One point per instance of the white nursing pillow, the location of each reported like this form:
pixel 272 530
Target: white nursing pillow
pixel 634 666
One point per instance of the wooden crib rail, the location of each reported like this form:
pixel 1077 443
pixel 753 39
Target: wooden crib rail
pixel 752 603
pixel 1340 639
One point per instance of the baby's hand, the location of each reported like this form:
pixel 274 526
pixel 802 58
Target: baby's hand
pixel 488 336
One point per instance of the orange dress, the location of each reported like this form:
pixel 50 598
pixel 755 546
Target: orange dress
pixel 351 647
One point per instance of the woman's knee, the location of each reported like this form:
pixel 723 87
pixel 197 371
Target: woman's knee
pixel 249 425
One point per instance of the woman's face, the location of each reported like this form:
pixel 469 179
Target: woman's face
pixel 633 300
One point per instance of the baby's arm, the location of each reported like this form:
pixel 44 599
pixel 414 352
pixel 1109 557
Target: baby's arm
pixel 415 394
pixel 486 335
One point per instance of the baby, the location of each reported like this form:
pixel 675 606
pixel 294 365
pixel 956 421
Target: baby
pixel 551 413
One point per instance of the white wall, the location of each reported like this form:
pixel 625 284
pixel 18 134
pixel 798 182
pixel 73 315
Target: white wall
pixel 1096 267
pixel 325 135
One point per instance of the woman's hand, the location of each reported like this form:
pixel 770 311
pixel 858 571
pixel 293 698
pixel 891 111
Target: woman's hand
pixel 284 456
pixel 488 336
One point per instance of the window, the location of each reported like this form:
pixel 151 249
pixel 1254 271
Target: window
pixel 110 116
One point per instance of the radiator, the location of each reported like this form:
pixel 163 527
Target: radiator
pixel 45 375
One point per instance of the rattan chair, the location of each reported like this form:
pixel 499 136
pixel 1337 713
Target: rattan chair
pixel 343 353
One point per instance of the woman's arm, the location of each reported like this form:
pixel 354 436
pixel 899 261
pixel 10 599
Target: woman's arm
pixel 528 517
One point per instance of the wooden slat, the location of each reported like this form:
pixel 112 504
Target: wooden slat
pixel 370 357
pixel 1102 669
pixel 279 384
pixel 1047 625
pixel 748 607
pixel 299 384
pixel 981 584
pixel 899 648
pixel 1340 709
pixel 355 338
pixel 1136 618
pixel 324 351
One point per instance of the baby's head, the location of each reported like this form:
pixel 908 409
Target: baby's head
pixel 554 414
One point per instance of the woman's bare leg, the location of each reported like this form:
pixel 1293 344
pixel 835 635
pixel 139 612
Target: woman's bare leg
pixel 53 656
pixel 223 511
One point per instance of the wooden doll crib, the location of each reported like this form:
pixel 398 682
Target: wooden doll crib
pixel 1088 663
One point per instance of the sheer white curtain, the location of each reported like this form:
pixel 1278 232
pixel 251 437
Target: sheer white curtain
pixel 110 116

════════════════

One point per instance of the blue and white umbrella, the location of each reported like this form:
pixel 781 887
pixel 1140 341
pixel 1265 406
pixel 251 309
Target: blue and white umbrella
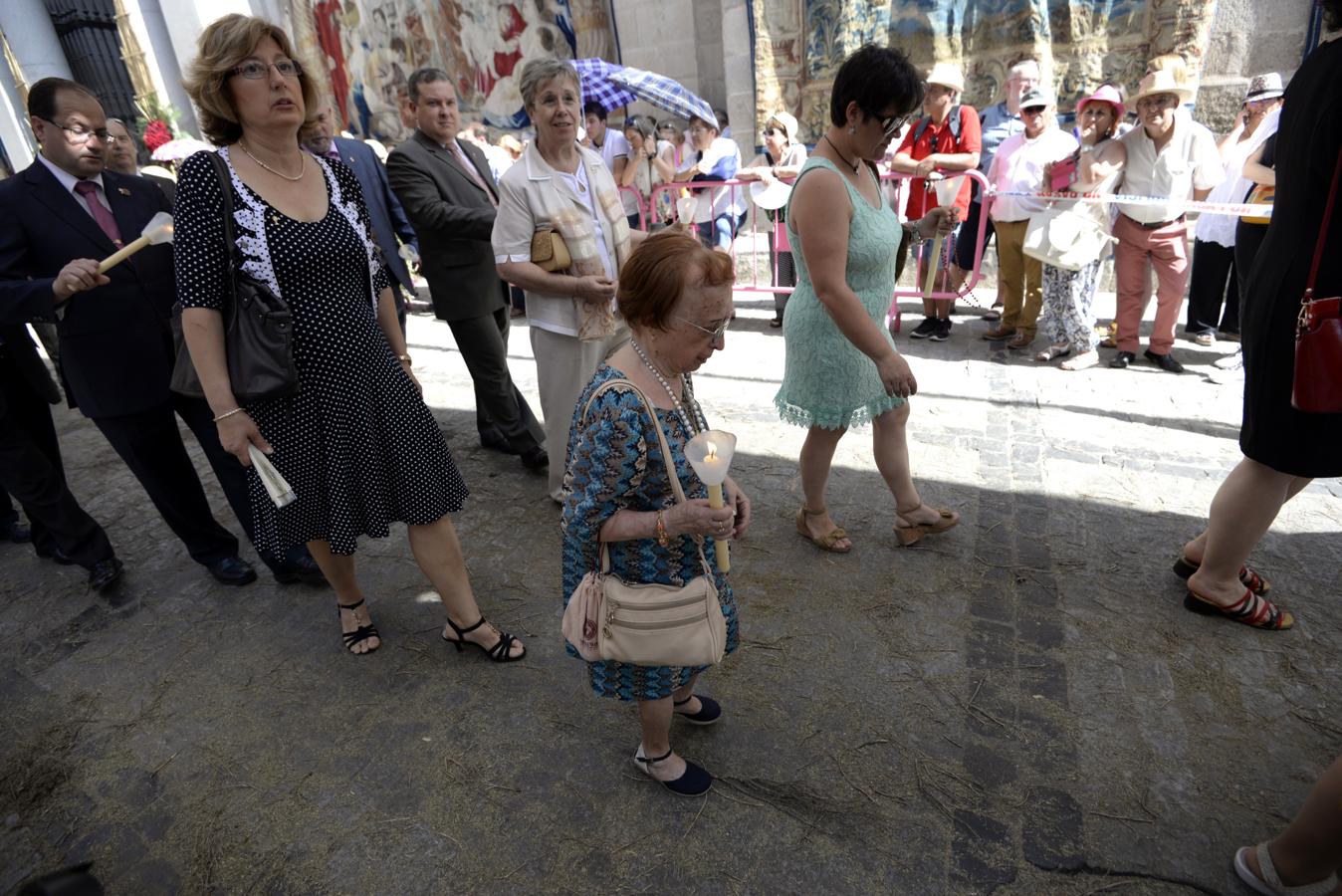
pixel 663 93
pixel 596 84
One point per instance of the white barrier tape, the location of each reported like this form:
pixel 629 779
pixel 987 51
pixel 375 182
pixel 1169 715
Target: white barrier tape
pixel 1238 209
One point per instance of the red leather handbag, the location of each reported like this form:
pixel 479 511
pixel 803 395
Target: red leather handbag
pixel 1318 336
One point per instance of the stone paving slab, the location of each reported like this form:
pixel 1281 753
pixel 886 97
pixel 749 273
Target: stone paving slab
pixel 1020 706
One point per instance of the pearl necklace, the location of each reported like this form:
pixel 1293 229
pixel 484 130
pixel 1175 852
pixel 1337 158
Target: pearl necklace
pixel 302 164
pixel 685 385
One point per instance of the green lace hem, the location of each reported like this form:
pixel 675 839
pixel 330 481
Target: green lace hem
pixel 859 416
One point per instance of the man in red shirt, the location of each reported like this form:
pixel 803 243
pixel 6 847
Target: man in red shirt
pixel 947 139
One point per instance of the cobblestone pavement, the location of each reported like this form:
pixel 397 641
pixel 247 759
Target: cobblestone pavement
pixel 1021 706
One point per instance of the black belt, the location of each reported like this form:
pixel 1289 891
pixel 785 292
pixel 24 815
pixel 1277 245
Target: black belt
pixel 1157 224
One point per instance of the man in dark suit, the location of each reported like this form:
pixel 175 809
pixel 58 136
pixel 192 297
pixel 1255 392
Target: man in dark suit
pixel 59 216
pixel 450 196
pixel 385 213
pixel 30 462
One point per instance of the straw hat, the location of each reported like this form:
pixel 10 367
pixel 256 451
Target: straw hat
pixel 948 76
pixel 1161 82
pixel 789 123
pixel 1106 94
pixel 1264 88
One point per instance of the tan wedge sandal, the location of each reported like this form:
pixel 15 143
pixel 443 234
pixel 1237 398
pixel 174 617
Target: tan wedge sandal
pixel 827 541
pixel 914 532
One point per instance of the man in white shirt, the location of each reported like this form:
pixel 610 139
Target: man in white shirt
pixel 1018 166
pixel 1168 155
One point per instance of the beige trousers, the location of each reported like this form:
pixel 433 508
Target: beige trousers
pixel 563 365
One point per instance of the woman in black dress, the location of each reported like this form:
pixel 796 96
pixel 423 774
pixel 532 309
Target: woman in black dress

════════════════

§ Brief
Your answer should be the lines above, from the line containing "pixel 1337 158" up to and including the line containing "pixel 6 847", reproduced exactly and with nothing else.

§ Task result
pixel 1337 158
Target: pearl necklace
pixel 302 164
pixel 685 385
One point per instance of the green lace hem, the location of each reported like this form:
pixel 675 839
pixel 330 481
Target: green lace hem
pixel 859 416
One point per instance of the man in red shirt, the location of each reported like this form:
pixel 803 243
pixel 6 847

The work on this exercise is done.